» **YOUR GOAL**: Copy the data starting at the line that contains "instance, sample <point>520,271</point>." and ending at the line that contains "<point>459,216</point>", switching "sofa armrest" to "couch armrest" and leaving everything else the same.

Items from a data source

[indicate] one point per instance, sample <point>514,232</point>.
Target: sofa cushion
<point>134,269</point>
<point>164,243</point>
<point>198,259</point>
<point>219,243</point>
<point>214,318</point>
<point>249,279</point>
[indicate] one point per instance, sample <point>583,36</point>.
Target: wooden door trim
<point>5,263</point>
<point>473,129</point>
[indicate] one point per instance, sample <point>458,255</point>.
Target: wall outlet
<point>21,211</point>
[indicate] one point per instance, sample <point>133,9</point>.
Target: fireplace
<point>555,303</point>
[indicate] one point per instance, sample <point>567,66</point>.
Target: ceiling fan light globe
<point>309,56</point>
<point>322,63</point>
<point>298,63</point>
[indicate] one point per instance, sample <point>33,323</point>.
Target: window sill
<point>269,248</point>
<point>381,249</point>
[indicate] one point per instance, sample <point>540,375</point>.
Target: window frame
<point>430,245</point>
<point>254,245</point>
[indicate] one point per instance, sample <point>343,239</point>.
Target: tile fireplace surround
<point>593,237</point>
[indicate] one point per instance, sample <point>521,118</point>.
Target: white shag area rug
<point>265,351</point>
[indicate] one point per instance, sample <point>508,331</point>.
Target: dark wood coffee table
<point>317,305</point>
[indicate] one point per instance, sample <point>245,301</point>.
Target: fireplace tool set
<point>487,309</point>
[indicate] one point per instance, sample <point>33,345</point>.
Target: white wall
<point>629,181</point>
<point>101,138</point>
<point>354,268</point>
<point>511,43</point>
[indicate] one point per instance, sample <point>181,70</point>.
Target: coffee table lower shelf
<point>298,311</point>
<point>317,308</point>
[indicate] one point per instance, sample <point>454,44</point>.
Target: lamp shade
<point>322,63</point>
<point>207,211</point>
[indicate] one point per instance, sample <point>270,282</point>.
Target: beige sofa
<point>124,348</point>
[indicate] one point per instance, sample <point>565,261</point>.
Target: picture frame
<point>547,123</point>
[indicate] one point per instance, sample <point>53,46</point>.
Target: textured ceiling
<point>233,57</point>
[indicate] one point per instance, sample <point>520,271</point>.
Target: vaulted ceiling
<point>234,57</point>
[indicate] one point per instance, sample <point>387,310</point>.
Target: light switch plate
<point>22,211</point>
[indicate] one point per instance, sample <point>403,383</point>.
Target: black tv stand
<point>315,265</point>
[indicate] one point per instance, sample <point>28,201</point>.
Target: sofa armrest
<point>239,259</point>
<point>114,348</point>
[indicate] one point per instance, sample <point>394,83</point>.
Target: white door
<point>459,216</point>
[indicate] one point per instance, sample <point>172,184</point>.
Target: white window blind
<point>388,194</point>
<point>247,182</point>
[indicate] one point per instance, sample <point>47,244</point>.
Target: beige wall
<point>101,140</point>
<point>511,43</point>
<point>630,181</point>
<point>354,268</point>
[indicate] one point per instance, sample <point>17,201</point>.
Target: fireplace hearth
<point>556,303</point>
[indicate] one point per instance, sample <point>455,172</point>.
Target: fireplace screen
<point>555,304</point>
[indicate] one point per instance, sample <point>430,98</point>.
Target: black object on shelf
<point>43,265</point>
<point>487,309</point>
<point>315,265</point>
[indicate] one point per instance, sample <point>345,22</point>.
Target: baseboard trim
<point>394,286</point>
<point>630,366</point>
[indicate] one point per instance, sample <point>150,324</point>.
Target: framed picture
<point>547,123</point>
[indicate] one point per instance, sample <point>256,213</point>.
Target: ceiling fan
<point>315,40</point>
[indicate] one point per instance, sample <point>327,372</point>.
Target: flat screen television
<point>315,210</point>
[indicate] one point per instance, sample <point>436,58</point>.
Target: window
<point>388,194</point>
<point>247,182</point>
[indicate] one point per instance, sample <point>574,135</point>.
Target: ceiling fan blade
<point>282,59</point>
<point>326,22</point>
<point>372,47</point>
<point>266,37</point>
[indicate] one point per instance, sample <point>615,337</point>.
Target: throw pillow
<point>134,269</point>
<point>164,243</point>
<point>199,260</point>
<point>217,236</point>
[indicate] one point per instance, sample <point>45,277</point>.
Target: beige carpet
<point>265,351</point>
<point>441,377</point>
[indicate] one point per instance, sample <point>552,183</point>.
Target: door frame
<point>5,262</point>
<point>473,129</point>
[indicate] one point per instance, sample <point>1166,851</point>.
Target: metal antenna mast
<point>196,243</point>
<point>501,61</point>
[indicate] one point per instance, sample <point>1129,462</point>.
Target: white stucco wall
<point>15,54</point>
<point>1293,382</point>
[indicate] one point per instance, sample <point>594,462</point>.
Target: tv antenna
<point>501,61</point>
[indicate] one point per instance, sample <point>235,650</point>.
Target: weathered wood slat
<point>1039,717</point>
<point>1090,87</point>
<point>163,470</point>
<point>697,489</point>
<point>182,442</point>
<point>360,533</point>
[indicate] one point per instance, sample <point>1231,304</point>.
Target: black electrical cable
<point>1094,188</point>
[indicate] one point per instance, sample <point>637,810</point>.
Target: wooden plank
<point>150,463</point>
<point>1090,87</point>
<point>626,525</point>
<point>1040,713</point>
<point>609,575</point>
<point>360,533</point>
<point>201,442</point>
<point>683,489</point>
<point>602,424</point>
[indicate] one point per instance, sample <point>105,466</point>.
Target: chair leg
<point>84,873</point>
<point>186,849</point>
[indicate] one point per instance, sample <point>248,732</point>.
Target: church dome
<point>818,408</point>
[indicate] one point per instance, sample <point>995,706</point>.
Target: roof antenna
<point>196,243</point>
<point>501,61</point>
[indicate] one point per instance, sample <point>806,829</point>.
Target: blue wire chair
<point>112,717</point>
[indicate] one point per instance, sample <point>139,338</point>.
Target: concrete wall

» **FINAL ANSWER**:
[indicate] one point per instance, sample <point>520,271</point>.
Target: vaulted ceiling
<point>234,57</point>
[indicate] one point per instance, sample <point>387,310</point>.
Target: light switch plate
<point>22,211</point>
[indicate] one point per instance, sample <point>403,383</point>.
Target: black tv stand
<point>315,265</point>
[indicate] one point per instance, sample <point>28,201</point>.
Target: couch armrest
<point>239,259</point>
<point>114,348</point>
[indicate] one point per instance, sample <point>394,83</point>.
Target: white door
<point>459,216</point>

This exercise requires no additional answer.